§ **What you should do**
Present every line of the data below as a Markdown table with the columns Row and Line, numbering the rows and leaving out blank lines and the pictures.

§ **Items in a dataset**
+++++

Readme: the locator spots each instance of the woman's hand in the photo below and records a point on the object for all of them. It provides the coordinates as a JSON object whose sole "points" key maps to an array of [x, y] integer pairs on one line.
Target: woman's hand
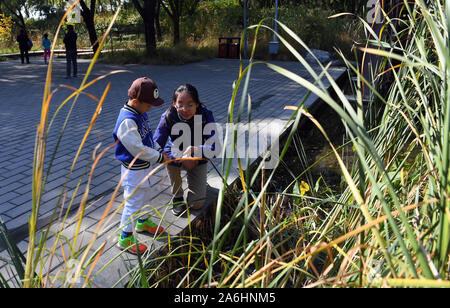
{"points": [[190, 151]]}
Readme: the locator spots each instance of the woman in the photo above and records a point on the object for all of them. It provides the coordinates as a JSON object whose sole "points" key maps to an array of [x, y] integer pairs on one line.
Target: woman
{"points": [[24, 46], [188, 115]]}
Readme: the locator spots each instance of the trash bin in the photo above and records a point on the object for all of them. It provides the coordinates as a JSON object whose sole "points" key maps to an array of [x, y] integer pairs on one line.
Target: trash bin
{"points": [[223, 47], [229, 47]]}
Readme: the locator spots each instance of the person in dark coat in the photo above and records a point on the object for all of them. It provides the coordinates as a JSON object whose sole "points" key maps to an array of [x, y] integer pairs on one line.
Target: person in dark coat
{"points": [[70, 41], [23, 39]]}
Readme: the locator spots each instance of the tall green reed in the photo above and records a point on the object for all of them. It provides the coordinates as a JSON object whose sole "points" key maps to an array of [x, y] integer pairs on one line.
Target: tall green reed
{"points": [[390, 225]]}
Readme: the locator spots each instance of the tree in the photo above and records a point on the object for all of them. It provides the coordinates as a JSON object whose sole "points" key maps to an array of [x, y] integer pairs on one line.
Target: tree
{"points": [[88, 14], [5, 27], [14, 8], [174, 8], [147, 12]]}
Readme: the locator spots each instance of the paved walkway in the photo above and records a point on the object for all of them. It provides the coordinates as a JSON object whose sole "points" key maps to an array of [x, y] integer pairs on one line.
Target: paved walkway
{"points": [[21, 89]]}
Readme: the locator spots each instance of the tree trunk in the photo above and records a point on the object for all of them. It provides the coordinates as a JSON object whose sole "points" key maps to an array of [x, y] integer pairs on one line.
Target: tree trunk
{"points": [[88, 18], [157, 23], [147, 13], [176, 30]]}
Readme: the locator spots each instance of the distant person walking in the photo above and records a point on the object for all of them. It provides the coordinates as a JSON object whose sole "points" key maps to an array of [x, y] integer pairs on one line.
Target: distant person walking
{"points": [[24, 46], [46, 45], [70, 41]]}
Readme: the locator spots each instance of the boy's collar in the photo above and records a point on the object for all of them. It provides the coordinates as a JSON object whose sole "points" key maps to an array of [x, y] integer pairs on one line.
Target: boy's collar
{"points": [[131, 108]]}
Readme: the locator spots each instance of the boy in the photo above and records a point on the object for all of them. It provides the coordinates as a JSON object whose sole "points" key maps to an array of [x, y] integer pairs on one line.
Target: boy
{"points": [[135, 138]]}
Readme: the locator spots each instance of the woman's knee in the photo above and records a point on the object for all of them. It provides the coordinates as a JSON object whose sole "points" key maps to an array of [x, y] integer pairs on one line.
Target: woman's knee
{"points": [[197, 204]]}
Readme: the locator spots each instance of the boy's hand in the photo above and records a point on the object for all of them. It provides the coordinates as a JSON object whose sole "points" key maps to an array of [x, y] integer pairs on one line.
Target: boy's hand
{"points": [[189, 164], [166, 157]]}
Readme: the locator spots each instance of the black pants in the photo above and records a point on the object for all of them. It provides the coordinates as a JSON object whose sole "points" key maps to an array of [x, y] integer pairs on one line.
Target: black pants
{"points": [[23, 55], [71, 59]]}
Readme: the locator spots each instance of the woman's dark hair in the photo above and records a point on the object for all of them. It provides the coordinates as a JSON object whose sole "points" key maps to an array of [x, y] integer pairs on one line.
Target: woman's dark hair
{"points": [[190, 89]]}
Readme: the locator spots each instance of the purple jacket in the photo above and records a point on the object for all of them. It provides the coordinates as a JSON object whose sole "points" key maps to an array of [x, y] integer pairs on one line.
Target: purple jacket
{"points": [[164, 137]]}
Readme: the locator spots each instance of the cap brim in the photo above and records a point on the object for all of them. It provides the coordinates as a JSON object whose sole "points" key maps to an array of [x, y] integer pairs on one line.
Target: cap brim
{"points": [[157, 102]]}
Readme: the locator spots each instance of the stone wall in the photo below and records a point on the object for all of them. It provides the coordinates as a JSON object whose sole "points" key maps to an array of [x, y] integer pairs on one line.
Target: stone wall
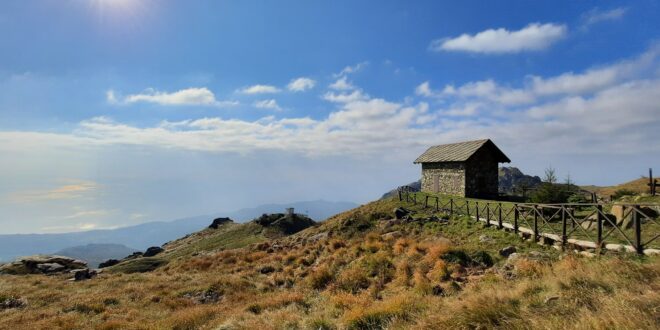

+++++

§ **Written response**
| Row | Line |
|---|---|
| 1 | Readme: the locator spots each instance of the woman's hand in the photo below and records a point on the object for all of them. It provides the coordinates as a JSON object whose sole "points" key maps to an array of [x, y] integer pairs on one line. |
| 2 | Target: woman's hand |
| 3 | {"points": [[190, 151]]} |
| 4 | Readme: the locator spots each instance of the woman in the photo above and records a point on the object for all of them. It provides the coordinates as a JSON object whose sole "points" key maps to an array of [x, y] integer pairs on one line. |
| 5 | Target: woman |
| 6 | {"points": [[24, 46], [188, 115]]} |
| 7 | Readme: the locator spots each instance of the trash bin in the photo above and records a point on the object for all of them. It provides the coordinates as a JSON object whose sole "points" key maps to an array of [x, y] integer pairs on one line. |
| 8 | Target: trash bin |
| 9 | {"points": [[223, 47], [229, 47]]} |
| 10 | Readme: the locator spots each instance of the person in dark coat in the photo above and records a point on the object for all of them. It provides the coordinates as a JSON object whose sole "points" key maps to an array of [x, y] integer pairs on one line. |
| 11 | Target: person in dark coat |
| 12 | {"points": [[70, 41], [23, 39]]} |
| 13 | Readme: the locator spots each instance of the tall green reed in the photo above and records a point on the object for all of them. It provides the coordinates as a JSON object whose sole "points" key maps to an array of [x, y] integer pairs on one line. |
| 14 | Target: tall green reed |
| 15 | {"points": [[390, 225]]} |
| 16 | Readme: the locator spots each instance of the tree in the photo above and records a point on the object for all of them. It provides the coordinates as a JSON object whose sole "points" key maps to an array of [x, y] integer pairs on one line. |
| 17 | Target: tree |
| 18 | {"points": [[88, 14], [5, 27], [14, 8], [174, 8], [147, 12]]} |
| 19 | Readme: the locator spots each instance of the paved walkway in the photo above and records a point on the object for all of them. It provides the coordinates as a JSON object whose sole "points" key maps to an array of [x, y] integer pairs on one line. |
| 20 | Target: paved walkway |
| 21 | {"points": [[21, 89]]} |
| 22 | Readme: the locator spots each instance of the tree trunk in the photo above and records a point on the object for all of them. It provides the coordinates as a JSON object whose sole "points" key maps to an array of [x, y] integer pairs on one line. |
| 23 | Target: tree trunk |
| 24 | {"points": [[88, 18], [157, 23], [147, 13], [176, 30]]} |
| 25 | Readme: the locator spots each instance of the distant person walking in the photo above and records a point on the object for all of them. It provides the coordinates as a JSON object whose sole "points" key maps to an array of [x, y] integer pairs on one line. |
| 26 | Target: distant person walking |
| 27 | {"points": [[24, 46], [46, 45], [70, 41]]} |
| 28 | Readme: the locator spots each instance of the boy's collar in the photo above and records a point on the object for all of them. It provides the coordinates as a JSON object whose sole "points" key maps to an array of [x, y] integer pairs on one line. |
| 29 | Target: boy's collar |
| 30 | {"points": [[131, 108]]} |
| 31 | Readme: the locator spots each instance of the boy in the photo above and records a point on the object for all of them. It provides the coordinates as a JSON object whose sole "points" key maps to an array of [x, y] integer pairs on one line. |
| 32 | Target: boy |
| 33 | {"points": [[135, 138]]} |
| 34 | Readme: the locator spots each instance of the woman's knee in the photo above and records a point on the object for all of them. It provides the coordinates as a JSON object whose sole "points" key maps to an array of [x, y] integer pairs on one line. |
| 35 | Target: woman's knee |
| 36 | {"points": [[197, 204]]} |
| 37 | Readme: the locator spots each instance of the boy's hand in the photo above and records a point on the object for all of them. It provides the coordinates as a JSON object whose sole "points" key maps to an array of [x, y] integer pairs on one line. |
| 38 | Target: boy's hand |
| 39 | {"points": [[189, 164], [166, 157]]} |
| 40 | Readme: the locator spots each instance of the black pants in the photo above and records a point on the object for all of them. It provides the coordinates as a JSON object whose sole "points" key maps to an array of [x, y] integer pairs on one line. |
| 41 | Target: black pants |
| 42 | {"points": [[23, 55], [71, 59]]} |
| 43 | Readme: the locator spots each instance of the woman's dark hair in the photo above and records a point on the object for all of them. It provides the coordinates as a JSON object whose sole "points" key maps to an array of [x, y] integer pairs on one line. |
| 44 | Target: woman's dark hair |
| 45 | {"points": [[190, 89]]} |
| 46 | Readme: the locator spots each instance of the purple jacket in the photo above and records a point on the object for all of them. It provides the coordinates as a JSON object whose sole "points" key maps to an array of [x, y] integer pairs on one line. |
| 47 | Target: purple jacket |
| 48 | {"points": [[164, 137]]} |
| 49 | Readme: the locator spots each instance of the cap brim in the photo above and records a point on the object for all of them. It provides the coordinates as a JSON object whose sole "points" key maps to an array of [x, y] integer pairs on one line. |
| 50 | Target: cap brim |
| 51 | {"points": [[157, 102]]} |
| 52 | Readme: the locator spots each instance of the stone wall in the photo below and records a point on the object for all of them. It provides the coordinates as a JSON object whose sole "points" key maps to an array of [x, y] integer pairs on one line. |
| 53 | Target: stone wall |